[What you need to do] Nothing but the line with "Q: innermost point of each instance of the blue plaid" and the lines after it, through the end of the records below, is to be repeated, exactly as it is.

[Records provided]
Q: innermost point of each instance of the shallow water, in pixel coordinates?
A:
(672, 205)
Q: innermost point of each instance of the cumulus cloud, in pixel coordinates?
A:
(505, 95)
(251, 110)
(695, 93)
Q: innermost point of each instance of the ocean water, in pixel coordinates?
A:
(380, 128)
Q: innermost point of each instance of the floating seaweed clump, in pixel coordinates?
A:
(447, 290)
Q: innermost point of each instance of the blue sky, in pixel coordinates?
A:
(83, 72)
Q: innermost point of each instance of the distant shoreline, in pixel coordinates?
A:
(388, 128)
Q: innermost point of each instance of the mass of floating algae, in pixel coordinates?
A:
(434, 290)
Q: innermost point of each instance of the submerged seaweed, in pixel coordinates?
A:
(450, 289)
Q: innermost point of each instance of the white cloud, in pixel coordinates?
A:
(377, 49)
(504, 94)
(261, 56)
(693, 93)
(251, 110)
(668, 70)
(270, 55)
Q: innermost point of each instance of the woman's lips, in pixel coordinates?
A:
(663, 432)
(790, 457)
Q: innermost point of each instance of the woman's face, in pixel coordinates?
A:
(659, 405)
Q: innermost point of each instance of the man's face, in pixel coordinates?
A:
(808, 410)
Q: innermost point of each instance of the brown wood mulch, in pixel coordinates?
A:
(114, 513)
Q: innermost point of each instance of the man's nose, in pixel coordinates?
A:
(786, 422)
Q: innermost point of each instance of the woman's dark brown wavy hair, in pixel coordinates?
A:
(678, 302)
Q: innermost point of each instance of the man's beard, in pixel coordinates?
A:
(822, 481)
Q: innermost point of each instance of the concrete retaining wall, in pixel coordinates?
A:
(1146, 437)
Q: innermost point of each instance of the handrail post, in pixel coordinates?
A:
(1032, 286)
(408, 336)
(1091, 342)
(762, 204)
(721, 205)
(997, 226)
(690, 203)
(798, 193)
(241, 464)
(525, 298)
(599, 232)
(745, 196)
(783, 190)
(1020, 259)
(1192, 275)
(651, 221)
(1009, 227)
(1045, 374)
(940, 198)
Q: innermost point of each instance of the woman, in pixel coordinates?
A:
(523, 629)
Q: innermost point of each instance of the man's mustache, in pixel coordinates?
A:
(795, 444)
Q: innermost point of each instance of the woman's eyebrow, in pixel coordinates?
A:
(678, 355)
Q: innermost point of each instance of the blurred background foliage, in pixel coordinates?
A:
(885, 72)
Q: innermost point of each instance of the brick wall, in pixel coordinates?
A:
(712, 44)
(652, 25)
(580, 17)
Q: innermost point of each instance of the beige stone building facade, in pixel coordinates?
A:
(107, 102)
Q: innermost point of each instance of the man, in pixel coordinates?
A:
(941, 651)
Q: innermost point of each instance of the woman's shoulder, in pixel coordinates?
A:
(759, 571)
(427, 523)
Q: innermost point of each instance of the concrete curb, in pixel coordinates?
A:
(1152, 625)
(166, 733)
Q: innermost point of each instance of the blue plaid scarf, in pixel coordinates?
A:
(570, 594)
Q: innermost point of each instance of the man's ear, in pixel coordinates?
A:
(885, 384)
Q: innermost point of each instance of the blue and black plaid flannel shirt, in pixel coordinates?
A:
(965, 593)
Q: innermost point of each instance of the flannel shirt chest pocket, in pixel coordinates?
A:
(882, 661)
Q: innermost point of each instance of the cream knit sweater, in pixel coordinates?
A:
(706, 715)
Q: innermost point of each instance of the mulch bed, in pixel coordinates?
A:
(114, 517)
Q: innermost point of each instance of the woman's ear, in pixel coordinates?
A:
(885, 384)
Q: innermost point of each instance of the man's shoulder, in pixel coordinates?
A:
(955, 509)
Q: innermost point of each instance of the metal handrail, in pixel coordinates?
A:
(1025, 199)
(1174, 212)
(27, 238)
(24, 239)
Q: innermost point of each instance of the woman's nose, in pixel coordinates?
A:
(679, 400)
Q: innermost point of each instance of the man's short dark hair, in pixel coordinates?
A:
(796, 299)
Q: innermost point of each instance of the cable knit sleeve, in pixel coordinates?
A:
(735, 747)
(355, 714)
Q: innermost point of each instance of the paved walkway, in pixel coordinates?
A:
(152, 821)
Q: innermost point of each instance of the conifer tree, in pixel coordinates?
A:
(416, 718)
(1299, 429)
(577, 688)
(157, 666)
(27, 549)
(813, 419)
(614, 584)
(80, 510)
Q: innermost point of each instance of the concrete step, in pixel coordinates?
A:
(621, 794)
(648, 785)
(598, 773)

[Written response]
Q: innermost point of each instance of the blue plaid scarf, in pixel coordinates?
A:
(570, 594)
Q: innermost point of each instance of the man's ear, in pixel coordinates?
A:
(885, 384)
Q: innermost point of each instance of the blue and black plaid flannel shirt, in pixel coordinates?
A:
(965, 593)
Q: innermost point of each instance of the flannel shirt chest pocket, in pixel coordinates?
A:
(882, 661)
Q: innermost point of each instance of the cream knit sweater, in pixel coordinates?
A:
(706, 715)
Q: innermost point of each instance of the mulch bed, in pixel coordinates?
A:
(114, 517)
Q: innermost point of each instance of the woman's ear, in pixel coordinates?
A:
(885, 384)
Q: innermost point of each instance of the man's shoulder, in pixel coordinates?
A:
(955, 509)
Q: innermost point of each instance of the metal handrail, in pixel coordinates?
A:
(1025, 199)
(1174, 212)
(27, 238)
(24, 239)
Q: innermost point of each instance of the woman's nose, in pixel coordinates?
A:
(679, 400)
Q: innermost point of each instance of the man's short dark hair, in pixel coordinates?
A:
(796, 299)
Q: innermost point of each instance of the cable knit sleeve, in pixel coordinates?
A:
(735, 747)
(355, 714)
Q: innermost point of each instance of the paved walkway, in pixel coordinates?
A:
(152, 821)
Q: innermost point of each instance of the conifer tree, in pixel coordinates?
A:
(416, 718)
(1299, 429)
(577, 688)
(157, 666)
(27, 549)
(813, 419)
(614, 584)
(80, 510)
Q: innermost point of each instance of the concrete step, in pixel coordinates?
A:
(621, 794)
(648, 785)
(598, 773)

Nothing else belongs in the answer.